> TAREFAS OBRIGATÓRIAS:
- 1) Reproduza sem alterações o trecho do texto de referência que começa em "Maria da Cruz foi" e segue até "Conceição das Pedras.".
- 2) Com base no texto de referência, responda, por favor, às perguntas abaixo.
(a) Em que ano Pedro Cardoso escreveu ao governador do Rio de Janeiro?
(b) Quem intercedeu por Maria da Cruz?
(c) Em que data Maria da Cruz faleceu?

Pedro Cardoso foi degredado no Rio de Sene, em Moçambique. Lá, o moço convenceu a corte do imperador Monomotapa a confiar-lhe descobertas nas ricas lavras auríferas, o que fez. Entusiasmado, em 1743 escreveu ao governador do Rio de Janeiro, solicitando que lhe "socorressem quarenta ou cinquenta paulistas com suas mulheres para se irem estabelecer naqueles rios", o que, parece, não logrou êxito. Não se sabe seu fim.

Maria da Cruz foi mais afortunada. Seu genro, o rico Coronel Domingos Martins Pereira, da Bahia, intercedeu por ela, em favor da qual foi expedido, aos nove de abril de 1739, o "Alvará de Perdão concedido a D. Maria da Cruz, Viúva", assinado pelo Conde Galveas em nome de D. João, Rei de Portugal e Algarves.  Retornou então à sua Fazenda do Capão, no sítio das Pedras, à beira do São Francisco, onde terminou seus dias. Faleceu aos 23 de junho de 1760, estando sepultada na singela, então Capela, de Nossa Senhora da Conceição das Pedras.

> MATERIAL DE ORIGEM:
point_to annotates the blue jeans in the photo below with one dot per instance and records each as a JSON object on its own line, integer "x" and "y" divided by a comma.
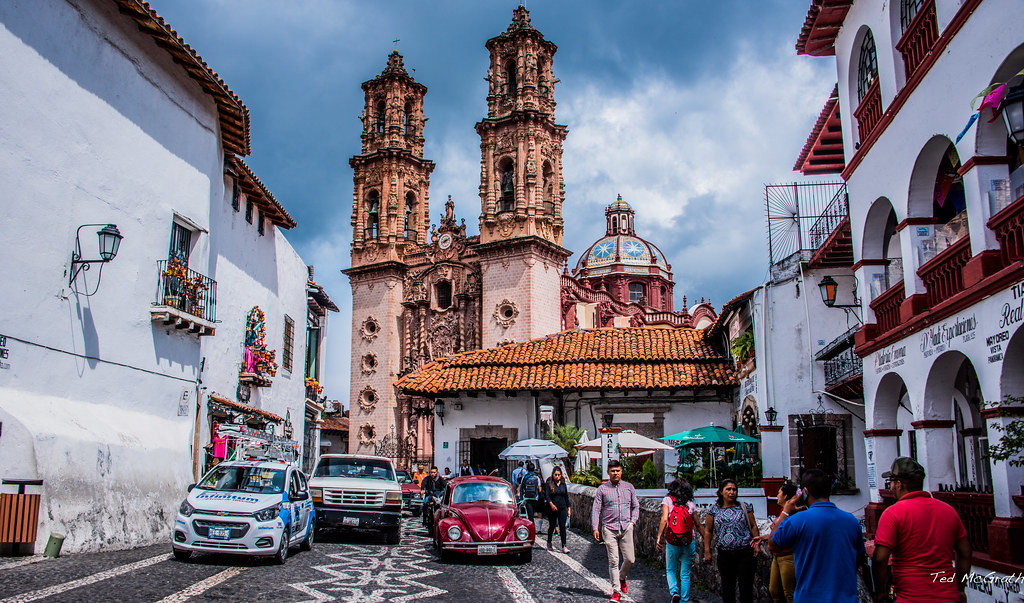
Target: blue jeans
{"x": 677, "y": 568}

> RESPOSTAS POR TAREFA:
- 1)
Maria da Cruz foi mais afortunada. Seu genro, o rico Coronel Domingos Martins Pereira, da Bahia, intercedeu por ela, em favor da qual foi expedido, aos nove de abril de 1739, o "Alvará de Perdão concedido a D. Maria da Cruz, Viúva", assinado pelo Conde Galveas em nome de D. João, Rei de Portugal e Algarves.  Retornou então à sua Fazenda do Capão, no sítio das Pedras, à beira do São Francisco, onde terminou seus dias. Faleceu aos 23 de junho de 1760, estando sepultada na singela, então Capela, de Nossa Senhora da Conceição das Pedras.

- 2)
(a) Em 1743.
(b) Seu genro, o Coronel Domingos Martins Pereira, da Bahia.
(c) Em 23 de junho de 1760.